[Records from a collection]
******************************

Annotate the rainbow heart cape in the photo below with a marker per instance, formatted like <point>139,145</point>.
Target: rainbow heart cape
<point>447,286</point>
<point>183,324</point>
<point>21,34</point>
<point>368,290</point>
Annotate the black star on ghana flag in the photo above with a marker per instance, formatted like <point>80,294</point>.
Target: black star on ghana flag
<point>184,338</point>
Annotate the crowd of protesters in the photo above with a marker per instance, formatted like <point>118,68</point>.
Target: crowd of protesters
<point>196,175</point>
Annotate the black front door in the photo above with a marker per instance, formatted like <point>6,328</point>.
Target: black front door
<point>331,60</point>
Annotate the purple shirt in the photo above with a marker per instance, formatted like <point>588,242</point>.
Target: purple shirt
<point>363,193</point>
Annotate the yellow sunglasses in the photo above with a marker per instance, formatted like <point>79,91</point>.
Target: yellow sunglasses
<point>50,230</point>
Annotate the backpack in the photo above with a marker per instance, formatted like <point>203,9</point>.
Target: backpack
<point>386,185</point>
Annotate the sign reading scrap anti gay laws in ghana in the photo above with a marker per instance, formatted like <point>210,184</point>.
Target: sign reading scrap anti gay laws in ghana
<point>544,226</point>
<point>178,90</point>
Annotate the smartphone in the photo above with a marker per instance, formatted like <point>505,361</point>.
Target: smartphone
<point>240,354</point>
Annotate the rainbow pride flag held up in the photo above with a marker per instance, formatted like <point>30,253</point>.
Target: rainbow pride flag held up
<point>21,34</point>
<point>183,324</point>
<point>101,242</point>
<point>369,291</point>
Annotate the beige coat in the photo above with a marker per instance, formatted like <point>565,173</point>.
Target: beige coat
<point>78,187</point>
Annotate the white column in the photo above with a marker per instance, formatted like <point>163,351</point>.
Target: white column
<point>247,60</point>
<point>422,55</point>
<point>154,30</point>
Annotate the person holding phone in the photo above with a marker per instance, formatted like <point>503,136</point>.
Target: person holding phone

******************************

§ What you are asked to do
Going through the entries, return every line holding the word "person".

§ Written response
Annotate the person holding phone in the photo above with a marker per instance, formatted like <point>503,136</point>.
Target: person holding phone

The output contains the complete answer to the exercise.